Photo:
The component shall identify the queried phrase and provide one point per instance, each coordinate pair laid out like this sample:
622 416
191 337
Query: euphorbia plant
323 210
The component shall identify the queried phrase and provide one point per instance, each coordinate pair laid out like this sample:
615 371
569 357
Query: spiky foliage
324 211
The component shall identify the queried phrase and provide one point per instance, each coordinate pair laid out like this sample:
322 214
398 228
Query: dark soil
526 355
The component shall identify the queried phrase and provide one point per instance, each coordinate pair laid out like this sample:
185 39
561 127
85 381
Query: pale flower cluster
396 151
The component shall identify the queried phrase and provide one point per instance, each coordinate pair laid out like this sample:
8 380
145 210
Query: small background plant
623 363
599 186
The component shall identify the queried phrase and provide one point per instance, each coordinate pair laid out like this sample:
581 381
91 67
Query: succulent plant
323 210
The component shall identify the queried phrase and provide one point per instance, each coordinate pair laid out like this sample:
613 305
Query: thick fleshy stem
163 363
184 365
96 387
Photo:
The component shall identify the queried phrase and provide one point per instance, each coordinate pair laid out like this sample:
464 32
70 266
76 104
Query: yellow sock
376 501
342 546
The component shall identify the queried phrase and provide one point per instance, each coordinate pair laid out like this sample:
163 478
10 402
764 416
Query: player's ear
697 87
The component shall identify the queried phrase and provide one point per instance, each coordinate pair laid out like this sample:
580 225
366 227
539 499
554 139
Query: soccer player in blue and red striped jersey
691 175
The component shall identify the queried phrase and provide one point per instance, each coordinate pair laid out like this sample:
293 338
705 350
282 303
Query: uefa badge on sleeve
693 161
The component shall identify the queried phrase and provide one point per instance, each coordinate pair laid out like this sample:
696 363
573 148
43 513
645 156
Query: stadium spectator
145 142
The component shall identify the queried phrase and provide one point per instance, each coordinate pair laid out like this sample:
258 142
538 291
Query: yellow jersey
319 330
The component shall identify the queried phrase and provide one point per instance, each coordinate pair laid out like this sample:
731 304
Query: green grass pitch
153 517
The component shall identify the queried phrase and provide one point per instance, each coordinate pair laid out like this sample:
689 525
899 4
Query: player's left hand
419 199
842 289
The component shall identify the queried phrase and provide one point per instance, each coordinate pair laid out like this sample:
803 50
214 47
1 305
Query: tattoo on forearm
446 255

§ **WHAT IS BEING ASKED**
Print the whole listing exactly as it is.

§ **REPLY**
Photo:
The component shall identify the queried phrase and provide one point per instance, each coordinate pair laid out like this sample:
622 416
191 337
Query: euphorbia plant
323 210
The component shall identify the queried phrase and provide one point per instance, each coordinate pair laid out like this sample:
615 371
569 357
Query: spiky foliage
324 211
The component shall identify the queried phrase and provide one point per instance, each coordinate pair laid out like this sample:
322 214
398 228
Query: dark soil
526 355
The component shall identify the queried phrase and provide one point per instance, each coordinate pair laid out like this sample:
185 39
561 127
85 381
Query: pale flower cluster
396 151
The component shall identify the queried phrase and provide one point per instance, each coordinate pair laid out like this sample:
8 380
145 210
Query: small background plant
623 363
599 186
The component shall identify the queried phrase and provide one point per instance, each coordinate pair laid out like this sample:
581 381
91 67
Query: succulent plant
323 210
The component shall identify the queried phrase and provide one point per instance, each coordinate pair laid out like this sample:
613 305
Query: thick fleshy stem
163 363
184 365
96 387
Photo:
The component shall identify the queried phrase and provide one point per instance, each coordinate pair laid out like this sample:
464 32
70 266
76 104
Query: yellow sock
376 501
342 546
The component shall identify the queried phrase and provide one point per instance, each coordinate pair laid out like this sample:
163 478
10 402
764 416
Query: player's ear
697 87
The component shall identify the queried phrase and provide one point per instance, each coordinate pair laid out like this sample:
580 225
366 227
539 499
554 139
Query: soccer player in blue and red striped jersey
691 175
The component shall identify the queried phrase and provide one point per instance, each coordinate pair laid out like this sample:
293 338
705 350
282 303
Query: uefa badge on sleeve
693 161
The component shall identify the queried phrase and provide one point per instance, each coordinate pair laid out like this sample:
696 363
573 148
43 513
645 156
Query: stadium spectator
145 142
The component shall identify the queried phrase and provide one point per instance, each coordinate pair laid out like this sample:
258 142
538 291
Query: yellow jersey
319 330
The component shall identify the queried phrase and provide one point per instance, each coordinate pair laid out like this sample:
731 304
Query: green grass pitch
153 517
The component shall identify the queried phrase and provide one point per instance, each coordinate pair laid out like this sample:
689 525
899 4
Query: player's left hand
419 199
842 289
The component shall identify the queried phrase and provide one point per instance, each coordinate pair laid out like this sample:
803 50
214 47
1 305
Query: tattoo on forearm
446 255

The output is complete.